◆ TASK DESCRIPTION
The lines to be copied run from the one containing "of the splash" to the end of the material below; reproduce them exactly, including both ends, and nothing more.

-----

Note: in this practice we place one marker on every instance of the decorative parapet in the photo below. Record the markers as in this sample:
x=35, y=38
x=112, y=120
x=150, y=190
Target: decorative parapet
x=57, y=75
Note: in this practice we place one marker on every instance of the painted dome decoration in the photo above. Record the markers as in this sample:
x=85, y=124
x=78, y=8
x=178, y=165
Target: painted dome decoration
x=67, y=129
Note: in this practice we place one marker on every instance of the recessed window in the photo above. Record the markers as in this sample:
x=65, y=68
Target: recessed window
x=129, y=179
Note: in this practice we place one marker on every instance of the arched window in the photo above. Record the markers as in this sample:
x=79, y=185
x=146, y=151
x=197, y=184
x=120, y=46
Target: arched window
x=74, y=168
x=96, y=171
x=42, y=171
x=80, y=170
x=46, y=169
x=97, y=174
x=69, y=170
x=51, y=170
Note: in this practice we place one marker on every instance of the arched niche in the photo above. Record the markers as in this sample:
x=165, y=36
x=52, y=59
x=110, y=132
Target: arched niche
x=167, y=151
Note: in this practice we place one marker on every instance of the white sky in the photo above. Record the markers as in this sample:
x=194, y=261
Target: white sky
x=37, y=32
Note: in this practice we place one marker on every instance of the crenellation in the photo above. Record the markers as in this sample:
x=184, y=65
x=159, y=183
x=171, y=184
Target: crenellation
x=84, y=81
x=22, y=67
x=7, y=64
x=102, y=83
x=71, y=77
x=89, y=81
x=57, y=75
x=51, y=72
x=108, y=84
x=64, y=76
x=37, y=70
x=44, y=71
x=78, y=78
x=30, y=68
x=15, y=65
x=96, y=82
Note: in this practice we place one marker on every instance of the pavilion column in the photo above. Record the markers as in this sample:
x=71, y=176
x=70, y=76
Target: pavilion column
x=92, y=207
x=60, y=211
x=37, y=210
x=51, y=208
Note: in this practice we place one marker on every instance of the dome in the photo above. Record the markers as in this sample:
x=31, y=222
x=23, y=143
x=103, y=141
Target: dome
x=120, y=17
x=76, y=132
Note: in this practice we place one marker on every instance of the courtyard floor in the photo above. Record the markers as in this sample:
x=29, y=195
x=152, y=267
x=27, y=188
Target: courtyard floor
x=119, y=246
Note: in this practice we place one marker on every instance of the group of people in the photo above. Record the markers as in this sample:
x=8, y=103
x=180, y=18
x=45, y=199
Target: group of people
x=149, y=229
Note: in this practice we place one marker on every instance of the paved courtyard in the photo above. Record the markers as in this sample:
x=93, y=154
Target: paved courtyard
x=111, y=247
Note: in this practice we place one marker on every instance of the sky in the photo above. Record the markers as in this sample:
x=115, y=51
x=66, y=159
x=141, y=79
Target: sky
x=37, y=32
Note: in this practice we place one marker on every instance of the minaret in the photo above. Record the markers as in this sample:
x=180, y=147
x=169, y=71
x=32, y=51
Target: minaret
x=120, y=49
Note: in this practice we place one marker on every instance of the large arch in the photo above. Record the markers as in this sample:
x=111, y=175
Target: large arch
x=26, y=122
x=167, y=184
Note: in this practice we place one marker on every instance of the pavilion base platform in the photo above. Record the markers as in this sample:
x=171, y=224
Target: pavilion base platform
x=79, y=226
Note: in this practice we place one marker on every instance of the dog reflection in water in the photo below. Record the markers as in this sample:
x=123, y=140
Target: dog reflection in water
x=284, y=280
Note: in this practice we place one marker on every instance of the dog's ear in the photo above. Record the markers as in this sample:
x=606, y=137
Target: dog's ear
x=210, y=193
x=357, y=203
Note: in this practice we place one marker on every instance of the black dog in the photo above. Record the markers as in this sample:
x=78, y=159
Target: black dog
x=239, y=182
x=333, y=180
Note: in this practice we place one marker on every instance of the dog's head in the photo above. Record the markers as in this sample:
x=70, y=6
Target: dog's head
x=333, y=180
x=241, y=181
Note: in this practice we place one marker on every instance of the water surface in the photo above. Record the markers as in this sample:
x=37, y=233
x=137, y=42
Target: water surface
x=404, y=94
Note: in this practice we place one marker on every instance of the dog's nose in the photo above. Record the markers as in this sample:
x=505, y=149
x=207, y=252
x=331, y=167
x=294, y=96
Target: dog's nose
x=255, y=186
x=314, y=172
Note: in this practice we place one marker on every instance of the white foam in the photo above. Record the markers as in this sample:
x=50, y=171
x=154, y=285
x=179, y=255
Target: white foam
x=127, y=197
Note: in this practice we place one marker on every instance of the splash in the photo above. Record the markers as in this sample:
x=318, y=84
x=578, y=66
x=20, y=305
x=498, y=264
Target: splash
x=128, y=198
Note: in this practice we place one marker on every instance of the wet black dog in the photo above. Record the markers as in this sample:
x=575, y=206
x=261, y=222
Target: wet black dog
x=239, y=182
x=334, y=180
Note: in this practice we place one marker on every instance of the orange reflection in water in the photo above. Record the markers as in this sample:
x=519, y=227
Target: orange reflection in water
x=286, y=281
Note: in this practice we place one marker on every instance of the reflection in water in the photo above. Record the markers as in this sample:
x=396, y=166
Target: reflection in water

-----

◆ RESULT
Note: in this practice we place one marker on every instance of the splash in the photo above. Record the markers as in this sample:
x=318, y=84
x=578, y=66
x=20, y=305
x=498, y=264
Target: splash
x=128, y=198
Note: in this practice we place one marker on every instance of the wet black dog in the photo above. Record the markers as in this sample:
x=575, y=206
x=261, y=222
Target: wet black dog
x=239, y=182
x=334, y=180
Note: in this practice we place one marker on every instance of the orange reflection in water in the photo above. Record the markers as in this sample:
x=519, y=227
Target: orange reflection in water
x=286, y=281
Note: in this practice we place one marker on every instance of the reflection in water in the photo above. Record the markers as in this sample:
x=396, y=166
Target: reflection in water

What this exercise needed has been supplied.